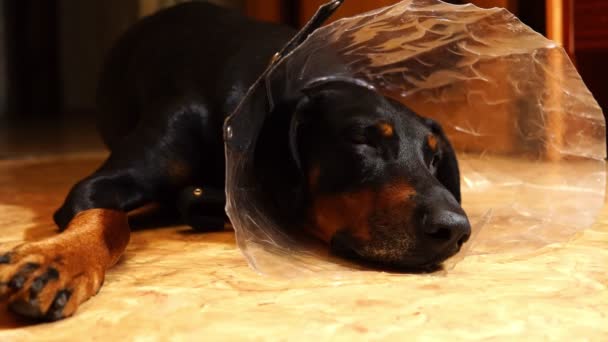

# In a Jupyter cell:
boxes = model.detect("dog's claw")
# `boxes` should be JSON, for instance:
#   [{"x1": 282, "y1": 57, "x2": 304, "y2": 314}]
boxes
[
  {"x1": 0, "y1": 245, "x2": 104, "y2": 321},
  {"x1": 46, "y1": 289, "x2": 72, "y2": 321},
  {"x1": 8, "y1": 299, "x2": 42, "y2": 318}
]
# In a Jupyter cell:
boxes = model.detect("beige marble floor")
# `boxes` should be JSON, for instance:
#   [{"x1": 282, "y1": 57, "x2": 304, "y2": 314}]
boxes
[{"x1": 0, "y1": 153, "x2": 608, "y2": 341}]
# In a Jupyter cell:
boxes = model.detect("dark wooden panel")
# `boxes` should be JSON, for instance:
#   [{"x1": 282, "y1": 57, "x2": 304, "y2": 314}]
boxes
[
  {"x1": 574, "y1": 0, "x2": 608, "y2": 50},
  {"x1": 2, "y1": 0, "x2": 60, "y2": 117}
]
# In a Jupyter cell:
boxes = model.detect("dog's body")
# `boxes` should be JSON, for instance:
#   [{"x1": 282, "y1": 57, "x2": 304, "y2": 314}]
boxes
[{"x1": 0, "y1": 2, "x2": 470, "y2": 320}]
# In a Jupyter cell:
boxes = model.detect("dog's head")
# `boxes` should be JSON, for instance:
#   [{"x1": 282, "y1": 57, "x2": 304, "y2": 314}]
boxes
[{"x1": 290, "y1": 78, "x2": 471, "y2": 269}]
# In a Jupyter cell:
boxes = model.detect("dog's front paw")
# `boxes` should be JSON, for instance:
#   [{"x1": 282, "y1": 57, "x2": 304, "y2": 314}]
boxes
[{"x1": 0, "y1": 244, "x2": 104, "y2": 321}]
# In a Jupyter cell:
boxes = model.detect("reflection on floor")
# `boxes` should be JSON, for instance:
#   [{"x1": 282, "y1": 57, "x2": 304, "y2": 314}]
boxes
[
  {"x1": 0, "y1": 140, "x2": 608, "y2": 341},
  {"x1": 0, "y1": 113, "x2": 104, "y2": 160}
]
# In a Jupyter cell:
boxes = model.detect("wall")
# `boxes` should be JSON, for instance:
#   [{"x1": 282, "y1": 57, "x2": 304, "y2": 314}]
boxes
[{"x1": 0, "y1": 3, "x2": 8, "y2": 118}]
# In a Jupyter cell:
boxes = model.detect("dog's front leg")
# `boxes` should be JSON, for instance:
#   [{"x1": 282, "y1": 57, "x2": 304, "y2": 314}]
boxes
[{"x1": 0, "y1": 209, "x2": 130, "y2": 321}]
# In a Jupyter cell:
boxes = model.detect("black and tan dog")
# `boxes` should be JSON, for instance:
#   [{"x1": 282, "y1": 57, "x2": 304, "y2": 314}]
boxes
[{"x1": 0, "y1": 2, "x2": 470, "y2": 320}]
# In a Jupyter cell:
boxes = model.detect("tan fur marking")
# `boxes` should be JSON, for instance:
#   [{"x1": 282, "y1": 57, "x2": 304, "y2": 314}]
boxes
[
  {"x1": 378, "y1": 123, "x2": 395, "y2": 138},
  {"x1": 311, "y1": 190, "x2": 374, "y2": 242},
  {"x1": 310, "y1": 182, "x2": 416, "y2": 243},
  {"x1": 0, "y1": 209, "x2": 130, "y2": 317},
  {"x1": 426, "y1": 134, "x2": 437, "y2": 151}
]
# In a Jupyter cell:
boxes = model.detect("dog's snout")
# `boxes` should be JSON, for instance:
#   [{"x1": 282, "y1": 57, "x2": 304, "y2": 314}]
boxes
[{"x1": 423, "y1": 210, "x2": 471, "y2": 248}]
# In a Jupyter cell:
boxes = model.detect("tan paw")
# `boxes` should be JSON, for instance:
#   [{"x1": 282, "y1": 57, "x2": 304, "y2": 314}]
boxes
[{"x1": 0, "y1": 244, "x2": 104, "y2": 321}]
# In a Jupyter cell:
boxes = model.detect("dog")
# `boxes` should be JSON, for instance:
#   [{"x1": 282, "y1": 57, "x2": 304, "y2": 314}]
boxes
[{"x1": 0, "y1": 2, "x2": 471, "y2": 321}]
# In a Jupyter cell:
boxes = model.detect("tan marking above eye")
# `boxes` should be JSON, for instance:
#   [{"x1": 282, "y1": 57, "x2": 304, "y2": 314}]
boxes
[
  {"x1": 378, "y1": 122, "x2": 395, "y2": 138},
  {"x1": 426, "y1": 134, "x2": 437, "y2": 151}
]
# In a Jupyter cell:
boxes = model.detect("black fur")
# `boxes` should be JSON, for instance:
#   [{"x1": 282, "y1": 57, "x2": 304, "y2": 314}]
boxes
[{"x1": 54, "y1": 2, "x2": 470, "y2": 266}]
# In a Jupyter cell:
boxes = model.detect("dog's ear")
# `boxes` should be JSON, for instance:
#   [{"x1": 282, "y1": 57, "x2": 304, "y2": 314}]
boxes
[
  {"x1": 425, "y1": 119, "x2": 461, "y2": 203},
  {"x1": 289, "y1": 76, "x2": 375, "y2": 172}
]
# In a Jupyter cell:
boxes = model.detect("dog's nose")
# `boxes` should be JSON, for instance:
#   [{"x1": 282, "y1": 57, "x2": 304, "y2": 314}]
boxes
[{"x1": 423, "y1": 210, "x2": 471, "y2": 249}]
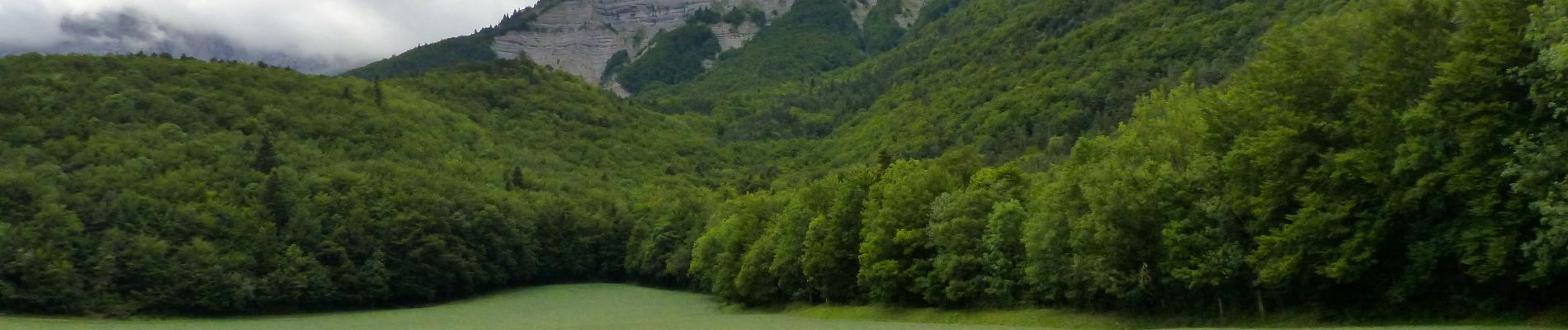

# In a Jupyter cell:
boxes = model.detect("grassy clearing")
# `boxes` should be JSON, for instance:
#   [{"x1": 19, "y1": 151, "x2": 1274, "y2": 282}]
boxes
[
  {"x1": 0, "y1": 285, "x2": 1555, "y2": 330},
  {"x1": 784, "y1": 305, "x2": 1561, "y2": 330}
]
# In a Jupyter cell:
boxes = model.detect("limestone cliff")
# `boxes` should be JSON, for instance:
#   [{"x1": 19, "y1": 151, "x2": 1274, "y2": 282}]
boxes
[{"x1": 491, "y1": 0, "x2": 793, "y2": 84}]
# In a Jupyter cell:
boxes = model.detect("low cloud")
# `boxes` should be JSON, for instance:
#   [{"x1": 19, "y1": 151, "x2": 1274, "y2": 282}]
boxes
[{"x1": 0, "y1": 0, "x2": 535, "y2": 61}]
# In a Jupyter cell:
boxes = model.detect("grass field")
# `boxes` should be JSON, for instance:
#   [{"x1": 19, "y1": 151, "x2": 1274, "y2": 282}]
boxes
[{"x1": 0, "y1": 285, "x2": 1561, "y2": 330}]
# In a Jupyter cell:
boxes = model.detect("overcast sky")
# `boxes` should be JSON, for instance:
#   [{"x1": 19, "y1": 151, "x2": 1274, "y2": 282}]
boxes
[{"x1": 0, "y1": 0, "x2": 536, "y2": 59}]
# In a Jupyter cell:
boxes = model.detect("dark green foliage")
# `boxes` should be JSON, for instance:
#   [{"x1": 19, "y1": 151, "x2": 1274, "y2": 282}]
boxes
[
  {"x1": 251, "y1": 134, "x2": 279, "y2": 173},
  {"x1": 343, "y1": 33, "x2": 495, "y2": 80},
  {"x1": 9, "y1": 0, "x2": 1568, "y2": 319},
  {"x1": 0, "y1": 54, "x2": 720, "y2": 316}
]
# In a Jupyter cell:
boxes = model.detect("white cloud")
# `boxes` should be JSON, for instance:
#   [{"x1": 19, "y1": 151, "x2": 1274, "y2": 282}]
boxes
[{"x1": 0, "y1": 0, "x2": 535, "y2": 59}]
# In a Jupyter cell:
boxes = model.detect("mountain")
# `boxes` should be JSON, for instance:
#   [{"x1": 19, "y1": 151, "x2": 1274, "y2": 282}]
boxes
[
  {"x1": 347, "y1": 0, "x2": 923, "y2": 94},
  {"x1": 0, "y1": 9, "x2": 364, "y2": 75},
  {"x1": 0, "y1": 0, "x2": 1568, "y2": 323}
]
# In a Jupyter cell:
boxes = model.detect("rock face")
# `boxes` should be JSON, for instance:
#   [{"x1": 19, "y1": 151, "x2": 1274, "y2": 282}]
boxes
[
  {"x1": 491, "y1": 0, "x2": 793, "y2": 84},
  {"x1": 712, "y1": 21, "x2": 762, "y2": 52}
]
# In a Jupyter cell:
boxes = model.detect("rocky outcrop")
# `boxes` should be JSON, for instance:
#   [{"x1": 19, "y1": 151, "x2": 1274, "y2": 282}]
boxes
[
  {"x1": 491, "y1": 0, "x2": 793, "y2": 84},
  {"x1": 712, "y1": 21, "x2": 762, "y2": 52}
]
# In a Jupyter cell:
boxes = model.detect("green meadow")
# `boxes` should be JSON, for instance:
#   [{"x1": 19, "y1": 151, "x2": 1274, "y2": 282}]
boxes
[{"x1": 0, "y1": 285, "x2": 1549, "y2": 330}]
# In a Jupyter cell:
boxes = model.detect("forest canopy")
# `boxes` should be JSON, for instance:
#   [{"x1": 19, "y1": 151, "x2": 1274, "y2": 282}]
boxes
[{"x1": 0, "y1": 0, "x2": 1568, "y2": 318}]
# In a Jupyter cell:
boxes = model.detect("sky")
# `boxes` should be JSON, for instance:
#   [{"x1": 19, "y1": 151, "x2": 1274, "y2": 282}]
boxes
[{"x1": 0, "y1": 0, "x2": 536, "y2": 59}]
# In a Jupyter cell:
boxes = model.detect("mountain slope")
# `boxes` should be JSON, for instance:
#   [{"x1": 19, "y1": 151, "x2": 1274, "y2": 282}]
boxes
[{"x1": 0, "y1": 54, "x2": 720, "y2": 314}]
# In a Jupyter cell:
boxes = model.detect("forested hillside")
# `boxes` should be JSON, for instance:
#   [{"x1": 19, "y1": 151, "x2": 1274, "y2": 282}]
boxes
[
  {"x1": 0, "y1": 0, "x2": 1568, "y2": 318},
  {"x1": 0, "y1": 54, "x2": 723, "y2": 314}
]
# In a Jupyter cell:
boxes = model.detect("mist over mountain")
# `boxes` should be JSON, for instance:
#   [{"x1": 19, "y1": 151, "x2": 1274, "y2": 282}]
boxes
[{"x1": 0, "y1": 7, "x2": 367, "y2": 73}]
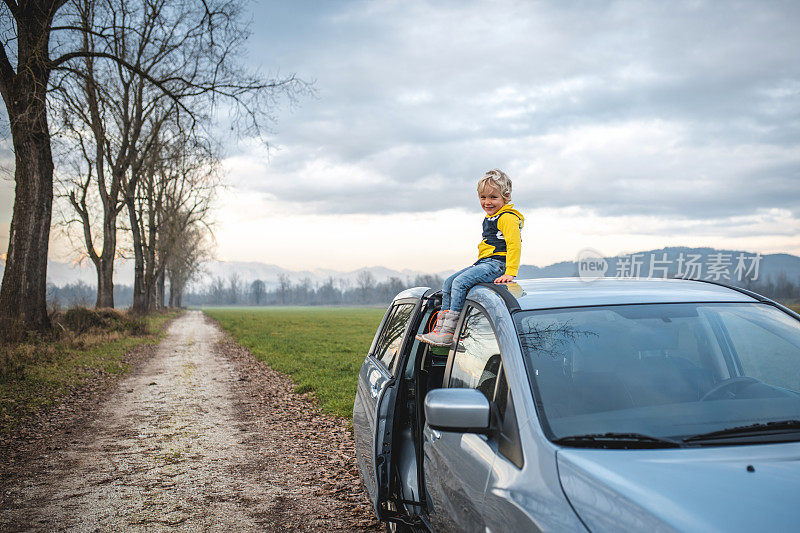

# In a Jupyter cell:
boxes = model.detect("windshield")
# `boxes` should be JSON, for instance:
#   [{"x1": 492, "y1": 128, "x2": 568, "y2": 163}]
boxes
[{"x1": 515, "y1": 303, "x2": 800, "y2": 442}]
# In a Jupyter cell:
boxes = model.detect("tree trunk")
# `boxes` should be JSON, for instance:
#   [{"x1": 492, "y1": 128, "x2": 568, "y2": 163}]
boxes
[
  {"x1": 126, "y1": 195, "x2": 147, "y2": 314},
  {"x1": 156, "y1": 268, "x2": 166, "y2": 309},
  {"x1": 0, "y1": 6, "x2": 57, "y2": 337},
  {"x1": 95, "y1": 212, "x2": 117, "y2": 307},
  {"x1": 169, "y1": 271, "x2": 175, "y2": 307},
  {"x1": 0, "y1": 100, "x2": 53, "y2": 333}
]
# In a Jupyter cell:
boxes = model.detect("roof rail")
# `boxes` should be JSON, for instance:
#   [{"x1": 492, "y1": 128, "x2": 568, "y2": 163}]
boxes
[
  {"x1": 478, "y1": 283, "x2": 520, "y2": 313},
  {"x1": 673, "y1": 276, "x2": 800, "y2": 320},
  {"x1": 672, "y1": 276, "x2": 775, "y2": 303}
]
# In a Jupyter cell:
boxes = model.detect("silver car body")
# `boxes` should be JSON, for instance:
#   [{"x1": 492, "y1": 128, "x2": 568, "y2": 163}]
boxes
[{"x1": 353, "y1": 278, "x2": 800, "y2": 532}]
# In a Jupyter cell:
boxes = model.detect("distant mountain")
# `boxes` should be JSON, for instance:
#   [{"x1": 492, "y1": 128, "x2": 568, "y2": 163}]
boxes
[
  {"x1": 519, "y1": 246, "x2": 800, "y2": 283},
  {"x1": 0, "y1": 259, "x2": 453, "y2": 287},
  {"x1": 0, "y1": 246, "x2": 800, "y2": 287}
]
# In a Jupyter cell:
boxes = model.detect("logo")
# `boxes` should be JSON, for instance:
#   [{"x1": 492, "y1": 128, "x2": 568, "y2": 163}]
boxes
[{"x1": 577, "y1": 248, "x2": 608, "y2": 281}]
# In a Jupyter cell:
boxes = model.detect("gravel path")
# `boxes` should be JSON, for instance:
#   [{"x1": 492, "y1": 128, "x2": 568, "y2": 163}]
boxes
[{"x1": 0, "y1": 311, "x2": 376, "y2": 531}]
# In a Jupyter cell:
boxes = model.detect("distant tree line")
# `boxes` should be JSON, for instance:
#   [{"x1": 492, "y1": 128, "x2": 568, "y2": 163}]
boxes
[
  {"x1": 47, "y1": 271, "x2": 800, "y2": 308},
  {"x1": 184, "y1": 270, "x2": 450, "y2": 306}
]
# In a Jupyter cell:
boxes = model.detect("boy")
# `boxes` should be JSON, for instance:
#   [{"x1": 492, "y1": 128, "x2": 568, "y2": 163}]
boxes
[{"x1": 417, "y1": 169, "x2": 525, "y2": 346}]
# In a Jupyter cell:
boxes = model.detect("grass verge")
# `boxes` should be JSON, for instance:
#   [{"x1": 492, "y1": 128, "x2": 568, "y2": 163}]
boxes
[
  {"x1": 0, "y1": 311, "x2": 180, "y2": 434},
  {"x1": 203, "y1": 307, "x2": 385, "y2": 418}
]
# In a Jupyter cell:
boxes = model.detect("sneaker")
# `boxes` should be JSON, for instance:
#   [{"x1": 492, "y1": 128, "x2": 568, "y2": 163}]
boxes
[{"x1": 420, "y1": 311, "x2": 459, "y2": 346}]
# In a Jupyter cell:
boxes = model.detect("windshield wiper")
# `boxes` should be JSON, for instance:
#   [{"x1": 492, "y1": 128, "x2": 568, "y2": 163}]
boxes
[
  {"x1": 553, "y1": 433, "x2": 683, "y2": 448},
  {"x1": 683, "y1": 420, "x2": 800, "y2": 442}
]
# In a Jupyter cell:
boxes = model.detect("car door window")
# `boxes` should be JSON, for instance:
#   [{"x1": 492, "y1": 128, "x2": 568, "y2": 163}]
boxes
[
  {"x1": 449, "y1": 307, "x2": 501, "y2": 401},
  {"x1": 374, "y1": 303, "x2": 416, "y2": 369}
]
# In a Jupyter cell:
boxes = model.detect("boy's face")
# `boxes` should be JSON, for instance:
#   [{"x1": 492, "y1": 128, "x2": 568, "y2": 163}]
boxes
[{"x1": 478, "y1": 184, "x2": 506, "y2": 216}]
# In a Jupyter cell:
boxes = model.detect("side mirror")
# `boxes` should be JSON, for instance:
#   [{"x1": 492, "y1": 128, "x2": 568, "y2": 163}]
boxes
[{"x1": 425, "y1": 389, "x2": 490, "y2": 433}]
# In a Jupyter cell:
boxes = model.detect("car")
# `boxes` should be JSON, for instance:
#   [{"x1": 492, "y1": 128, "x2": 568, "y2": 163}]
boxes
[{"x1": 353, "y1": 278, "x2": 800, "y2": 532}]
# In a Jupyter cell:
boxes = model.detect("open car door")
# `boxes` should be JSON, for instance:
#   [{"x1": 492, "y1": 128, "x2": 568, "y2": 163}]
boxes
[{"x1": 353, "y1": 288, "x2": 432, "y2": 522}]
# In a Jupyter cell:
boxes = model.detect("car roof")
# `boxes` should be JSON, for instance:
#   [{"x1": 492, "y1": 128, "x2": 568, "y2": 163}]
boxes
[{"x1": 484, "y1": 278, "x2": 759, "y2": 310}]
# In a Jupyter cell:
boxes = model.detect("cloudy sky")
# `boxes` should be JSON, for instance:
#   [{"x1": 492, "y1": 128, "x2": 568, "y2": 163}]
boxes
[{"x1": 0, "y1": 0, "x2": 800, "y2": 271}]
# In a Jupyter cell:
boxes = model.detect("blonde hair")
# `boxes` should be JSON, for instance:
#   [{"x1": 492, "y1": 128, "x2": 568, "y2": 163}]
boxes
[{"x1": 478, "y1": 168, "x2": 511, "y2": 202}]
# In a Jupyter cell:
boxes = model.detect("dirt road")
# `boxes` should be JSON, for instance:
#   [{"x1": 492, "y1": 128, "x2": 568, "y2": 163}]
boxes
[{"x1": 0, "y1": 311, "x2": 374, "y2": 531}]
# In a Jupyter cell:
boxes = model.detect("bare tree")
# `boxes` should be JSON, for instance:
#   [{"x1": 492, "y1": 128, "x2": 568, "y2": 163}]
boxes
[
  {"x1": 250, "y1": 279, "x2": 267, "y2": 305},
  {"x1": 0, "y1": 0, "x2": 302, "y2": 334},
  {"x1": 125, "y1": 131, "x2": 218, "y2": 312},
  {"x1": 165, "y1": 219, "x2": 208, "y2": 307},
  {"x1": 0, "y1": 0, "x2": 65, "y2": 336}
]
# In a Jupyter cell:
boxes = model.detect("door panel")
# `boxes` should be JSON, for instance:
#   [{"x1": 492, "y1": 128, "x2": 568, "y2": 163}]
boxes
[
  {"x1": 353, "y1": 356, "x2": 390, "y2": 512},
  {"x1": 423, "y1": 424, "x2": 494, "y2": 532},
  {"x1": 423, "y1": 306, "x2": 502, "y2": 531},
  {"x1": 353, "y1": 300, "x2": 419, "y2": 519}
]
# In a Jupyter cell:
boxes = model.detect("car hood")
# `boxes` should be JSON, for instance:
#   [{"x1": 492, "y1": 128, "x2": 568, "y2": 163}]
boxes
[{"x1": 557, "y1": 442, "x2": 800, "y2": 532}]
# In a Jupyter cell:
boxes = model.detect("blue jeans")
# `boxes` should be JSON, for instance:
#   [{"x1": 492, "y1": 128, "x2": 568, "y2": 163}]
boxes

* WHAT IS NEEDED *
Show every line of the material that contains the string "dark". Matching is case-sensitive.

* WRITTEN RESPONSE *
boxes = model.detect("dark wooden panel")
boxes = model.detect("dark green foliage")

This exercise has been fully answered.